# DATA SUPPLIED:
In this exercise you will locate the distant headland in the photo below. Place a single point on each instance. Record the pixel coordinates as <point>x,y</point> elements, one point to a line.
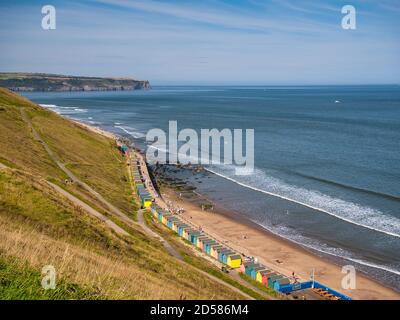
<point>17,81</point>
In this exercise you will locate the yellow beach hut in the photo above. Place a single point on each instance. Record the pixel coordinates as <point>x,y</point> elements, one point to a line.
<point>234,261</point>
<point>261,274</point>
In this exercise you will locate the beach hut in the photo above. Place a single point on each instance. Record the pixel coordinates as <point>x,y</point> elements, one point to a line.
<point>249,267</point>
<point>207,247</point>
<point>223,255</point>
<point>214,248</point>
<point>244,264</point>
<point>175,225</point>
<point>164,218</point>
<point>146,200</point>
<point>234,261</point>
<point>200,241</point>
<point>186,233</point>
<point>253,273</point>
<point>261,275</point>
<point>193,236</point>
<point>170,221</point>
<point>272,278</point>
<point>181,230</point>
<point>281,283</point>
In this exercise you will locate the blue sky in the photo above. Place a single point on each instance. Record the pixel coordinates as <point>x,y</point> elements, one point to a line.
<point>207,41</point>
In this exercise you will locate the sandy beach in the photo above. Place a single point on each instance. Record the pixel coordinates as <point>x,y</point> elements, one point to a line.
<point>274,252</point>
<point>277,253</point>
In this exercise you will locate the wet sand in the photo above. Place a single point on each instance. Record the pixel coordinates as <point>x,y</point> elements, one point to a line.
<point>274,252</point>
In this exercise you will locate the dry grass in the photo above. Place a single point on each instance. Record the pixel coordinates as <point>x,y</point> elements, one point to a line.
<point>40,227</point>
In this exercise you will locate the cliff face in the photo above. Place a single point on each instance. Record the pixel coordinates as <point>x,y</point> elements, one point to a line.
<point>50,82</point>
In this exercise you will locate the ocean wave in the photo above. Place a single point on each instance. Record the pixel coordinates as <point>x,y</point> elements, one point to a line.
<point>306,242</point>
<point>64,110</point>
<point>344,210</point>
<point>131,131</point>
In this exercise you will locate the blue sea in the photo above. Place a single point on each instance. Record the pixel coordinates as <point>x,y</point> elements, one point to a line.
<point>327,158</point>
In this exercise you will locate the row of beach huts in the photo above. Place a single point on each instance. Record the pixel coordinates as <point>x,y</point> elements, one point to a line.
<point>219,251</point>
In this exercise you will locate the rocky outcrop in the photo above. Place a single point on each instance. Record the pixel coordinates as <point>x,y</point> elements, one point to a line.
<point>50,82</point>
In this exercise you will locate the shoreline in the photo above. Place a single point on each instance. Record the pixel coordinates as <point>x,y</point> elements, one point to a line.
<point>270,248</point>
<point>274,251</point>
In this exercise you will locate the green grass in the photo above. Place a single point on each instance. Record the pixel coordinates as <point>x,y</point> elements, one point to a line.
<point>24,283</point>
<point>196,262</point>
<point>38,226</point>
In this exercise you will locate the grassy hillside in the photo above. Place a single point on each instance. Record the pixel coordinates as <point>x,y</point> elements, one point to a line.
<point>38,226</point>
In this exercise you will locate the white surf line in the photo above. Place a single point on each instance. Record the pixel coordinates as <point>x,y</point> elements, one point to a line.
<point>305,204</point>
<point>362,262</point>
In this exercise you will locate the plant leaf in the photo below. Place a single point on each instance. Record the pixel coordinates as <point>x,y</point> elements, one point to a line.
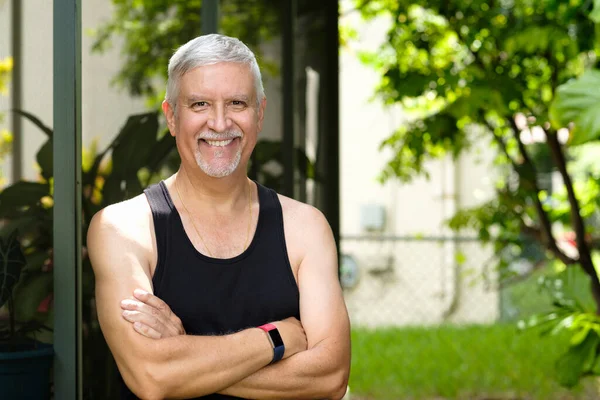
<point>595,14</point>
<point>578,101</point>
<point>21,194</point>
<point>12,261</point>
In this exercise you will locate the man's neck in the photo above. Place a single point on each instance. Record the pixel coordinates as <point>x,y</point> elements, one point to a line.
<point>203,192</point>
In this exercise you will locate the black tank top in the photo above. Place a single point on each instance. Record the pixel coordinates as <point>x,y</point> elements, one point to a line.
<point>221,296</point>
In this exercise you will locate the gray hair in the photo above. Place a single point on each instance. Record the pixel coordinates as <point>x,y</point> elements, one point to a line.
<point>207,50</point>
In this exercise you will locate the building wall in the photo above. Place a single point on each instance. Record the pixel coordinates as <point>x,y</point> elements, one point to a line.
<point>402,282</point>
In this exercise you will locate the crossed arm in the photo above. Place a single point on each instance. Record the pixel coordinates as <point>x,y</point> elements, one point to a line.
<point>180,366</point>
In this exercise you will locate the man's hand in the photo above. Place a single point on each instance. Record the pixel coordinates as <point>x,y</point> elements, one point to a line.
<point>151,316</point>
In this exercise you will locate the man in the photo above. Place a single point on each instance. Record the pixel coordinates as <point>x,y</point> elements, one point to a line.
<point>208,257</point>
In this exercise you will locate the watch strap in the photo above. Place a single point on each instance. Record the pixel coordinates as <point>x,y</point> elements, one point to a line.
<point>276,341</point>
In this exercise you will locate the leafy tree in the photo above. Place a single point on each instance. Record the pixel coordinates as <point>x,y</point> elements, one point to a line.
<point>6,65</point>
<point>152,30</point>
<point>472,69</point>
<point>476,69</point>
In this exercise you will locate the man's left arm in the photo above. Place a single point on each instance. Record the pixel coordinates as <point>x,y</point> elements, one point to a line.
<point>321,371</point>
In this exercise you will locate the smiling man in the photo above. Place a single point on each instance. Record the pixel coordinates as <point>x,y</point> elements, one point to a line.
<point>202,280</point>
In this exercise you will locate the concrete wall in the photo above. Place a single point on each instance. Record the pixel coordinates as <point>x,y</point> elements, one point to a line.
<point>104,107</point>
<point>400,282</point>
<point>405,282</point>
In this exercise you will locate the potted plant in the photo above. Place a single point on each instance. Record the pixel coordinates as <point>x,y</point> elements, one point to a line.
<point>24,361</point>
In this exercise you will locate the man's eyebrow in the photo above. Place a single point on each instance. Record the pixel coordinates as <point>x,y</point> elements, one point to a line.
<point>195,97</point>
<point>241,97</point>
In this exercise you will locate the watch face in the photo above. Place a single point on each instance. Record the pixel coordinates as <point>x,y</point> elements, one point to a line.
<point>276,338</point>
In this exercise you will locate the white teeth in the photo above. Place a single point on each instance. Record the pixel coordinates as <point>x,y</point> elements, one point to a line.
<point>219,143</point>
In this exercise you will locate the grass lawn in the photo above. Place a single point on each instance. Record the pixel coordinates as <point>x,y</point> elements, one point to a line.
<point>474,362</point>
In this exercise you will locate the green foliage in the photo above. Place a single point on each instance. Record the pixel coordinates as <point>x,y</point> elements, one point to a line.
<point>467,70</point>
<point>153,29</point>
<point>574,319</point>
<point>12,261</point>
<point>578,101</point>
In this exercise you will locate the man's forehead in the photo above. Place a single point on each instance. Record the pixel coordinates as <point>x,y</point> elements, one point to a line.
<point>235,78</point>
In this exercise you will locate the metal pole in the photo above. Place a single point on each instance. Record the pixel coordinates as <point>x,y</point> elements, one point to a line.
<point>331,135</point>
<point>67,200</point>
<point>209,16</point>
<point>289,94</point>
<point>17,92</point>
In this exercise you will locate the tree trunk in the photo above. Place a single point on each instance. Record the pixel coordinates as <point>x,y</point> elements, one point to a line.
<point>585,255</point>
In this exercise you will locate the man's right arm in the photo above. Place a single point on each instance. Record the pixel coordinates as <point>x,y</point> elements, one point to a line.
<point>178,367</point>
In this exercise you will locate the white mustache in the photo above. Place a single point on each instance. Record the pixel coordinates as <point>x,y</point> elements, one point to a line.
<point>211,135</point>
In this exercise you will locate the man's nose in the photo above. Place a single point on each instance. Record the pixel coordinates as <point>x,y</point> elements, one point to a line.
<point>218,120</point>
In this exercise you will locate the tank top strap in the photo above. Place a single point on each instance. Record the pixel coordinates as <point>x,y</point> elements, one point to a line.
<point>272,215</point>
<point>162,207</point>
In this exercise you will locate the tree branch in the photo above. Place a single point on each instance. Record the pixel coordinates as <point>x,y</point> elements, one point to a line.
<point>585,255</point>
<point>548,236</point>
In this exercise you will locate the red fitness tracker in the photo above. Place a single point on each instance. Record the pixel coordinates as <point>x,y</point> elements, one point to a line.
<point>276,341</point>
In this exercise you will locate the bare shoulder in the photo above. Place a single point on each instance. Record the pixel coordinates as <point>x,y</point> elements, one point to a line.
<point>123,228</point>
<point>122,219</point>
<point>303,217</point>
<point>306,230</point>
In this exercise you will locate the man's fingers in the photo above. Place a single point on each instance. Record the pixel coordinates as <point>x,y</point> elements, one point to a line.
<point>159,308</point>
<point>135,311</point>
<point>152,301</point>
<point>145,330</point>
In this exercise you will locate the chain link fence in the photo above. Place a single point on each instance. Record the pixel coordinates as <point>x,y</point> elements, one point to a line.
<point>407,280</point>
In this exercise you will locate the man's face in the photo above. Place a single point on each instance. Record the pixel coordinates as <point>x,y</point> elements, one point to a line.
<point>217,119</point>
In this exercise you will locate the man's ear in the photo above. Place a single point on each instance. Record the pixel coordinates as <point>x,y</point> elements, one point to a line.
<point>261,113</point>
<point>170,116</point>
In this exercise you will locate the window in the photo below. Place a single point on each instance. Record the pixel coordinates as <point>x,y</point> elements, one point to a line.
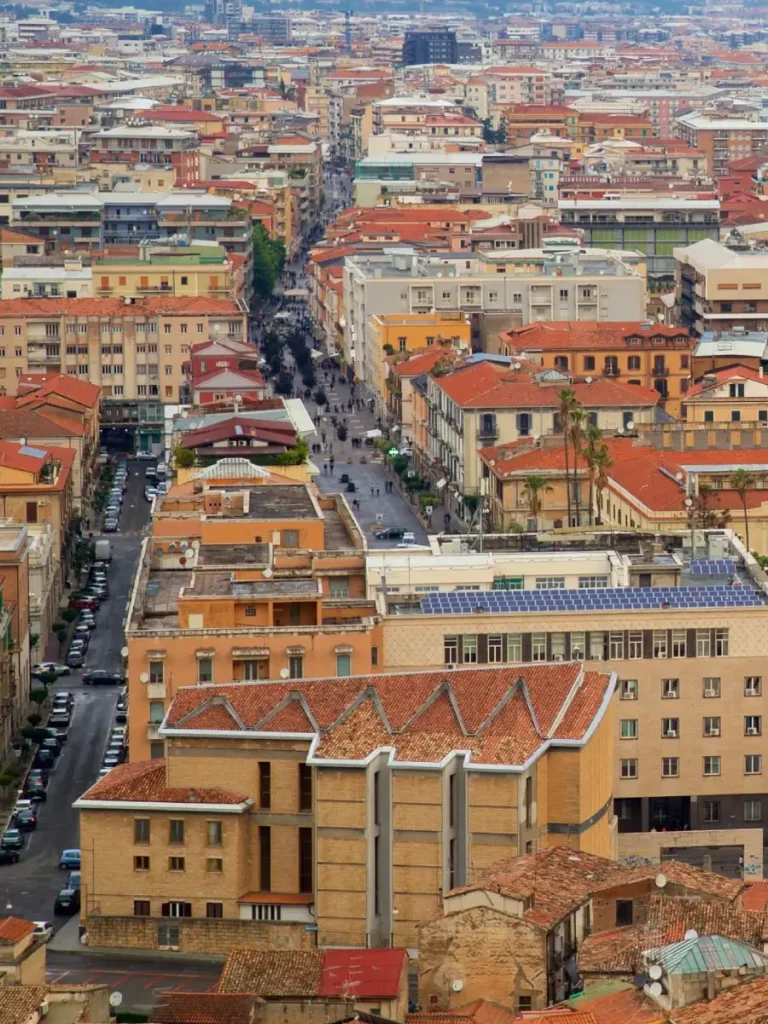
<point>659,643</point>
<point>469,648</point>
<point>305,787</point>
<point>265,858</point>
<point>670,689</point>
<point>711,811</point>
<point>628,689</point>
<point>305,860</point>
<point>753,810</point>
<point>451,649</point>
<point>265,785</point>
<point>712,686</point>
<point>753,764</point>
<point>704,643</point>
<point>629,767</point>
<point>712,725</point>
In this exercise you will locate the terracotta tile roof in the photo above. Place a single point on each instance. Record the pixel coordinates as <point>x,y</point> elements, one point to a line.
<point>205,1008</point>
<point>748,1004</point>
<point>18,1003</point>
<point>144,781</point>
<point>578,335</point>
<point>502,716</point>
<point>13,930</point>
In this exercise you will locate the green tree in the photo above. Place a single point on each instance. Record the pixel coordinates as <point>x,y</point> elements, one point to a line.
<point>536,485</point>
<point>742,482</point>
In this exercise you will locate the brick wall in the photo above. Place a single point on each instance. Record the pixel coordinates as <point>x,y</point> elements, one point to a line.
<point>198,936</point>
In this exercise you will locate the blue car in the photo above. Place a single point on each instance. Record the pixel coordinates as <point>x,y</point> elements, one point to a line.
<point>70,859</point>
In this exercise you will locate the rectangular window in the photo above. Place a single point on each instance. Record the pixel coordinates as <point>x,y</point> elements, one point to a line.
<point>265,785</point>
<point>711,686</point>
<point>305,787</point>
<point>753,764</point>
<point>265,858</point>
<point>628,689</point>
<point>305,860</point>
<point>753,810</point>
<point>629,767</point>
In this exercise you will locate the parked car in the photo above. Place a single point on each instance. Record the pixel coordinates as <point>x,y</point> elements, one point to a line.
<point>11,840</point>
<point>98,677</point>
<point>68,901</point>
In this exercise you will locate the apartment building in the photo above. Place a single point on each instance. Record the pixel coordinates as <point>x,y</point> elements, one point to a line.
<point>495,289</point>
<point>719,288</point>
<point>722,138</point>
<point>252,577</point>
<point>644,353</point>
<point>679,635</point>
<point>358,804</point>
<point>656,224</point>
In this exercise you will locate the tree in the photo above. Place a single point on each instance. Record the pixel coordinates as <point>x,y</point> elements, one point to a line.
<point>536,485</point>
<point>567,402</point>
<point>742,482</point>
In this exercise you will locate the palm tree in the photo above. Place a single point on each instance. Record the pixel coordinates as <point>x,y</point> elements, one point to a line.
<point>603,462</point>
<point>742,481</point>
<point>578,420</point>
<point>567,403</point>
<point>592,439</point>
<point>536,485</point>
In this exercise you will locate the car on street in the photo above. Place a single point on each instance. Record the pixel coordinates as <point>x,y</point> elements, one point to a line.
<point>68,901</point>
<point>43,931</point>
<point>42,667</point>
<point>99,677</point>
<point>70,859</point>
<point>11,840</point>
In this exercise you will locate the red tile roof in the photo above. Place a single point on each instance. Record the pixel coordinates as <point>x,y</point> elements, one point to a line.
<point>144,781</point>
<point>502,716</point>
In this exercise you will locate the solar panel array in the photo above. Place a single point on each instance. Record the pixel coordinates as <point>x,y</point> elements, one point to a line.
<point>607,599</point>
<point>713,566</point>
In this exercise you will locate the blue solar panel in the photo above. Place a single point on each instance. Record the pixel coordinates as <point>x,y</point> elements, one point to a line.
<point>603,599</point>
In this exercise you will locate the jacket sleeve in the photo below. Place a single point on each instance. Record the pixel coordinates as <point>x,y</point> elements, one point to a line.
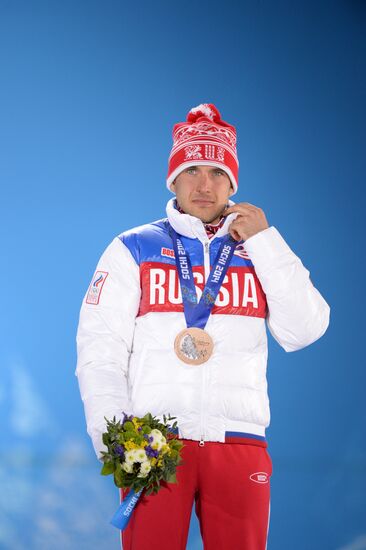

# THE EXERCISE:
Reproduce the rows starting at the line that contains "In this exercise you will locate the chain" and ending at the line that contains "<point>170,116</point>", requests included, and scale every point coordinate in the answers by 1.5, rounding to whole numbers with halves going up. Leave the request text as it is.

# IN RESPONSE:
In this exercise you will locate the chain link fence in the photo above. Place a single point on each instance. Record the pixel coordinates as <point>x,y</point> elements, one point to a line.
<point>611,420</point>
In this exercise you will locate the man's face in the photo above. Place a single point on each instance. Record the pixel coordinates as <point>x,y</point> elements, one point to a line.
<point>326,179</point>
In this exercise you will locate the man's ear in the photo above. Place a single point on each instance. Record the pixel coordinates as <point>x,y</point> elements, one point to a line.
<point>392,170</point>
<point>255,174</point>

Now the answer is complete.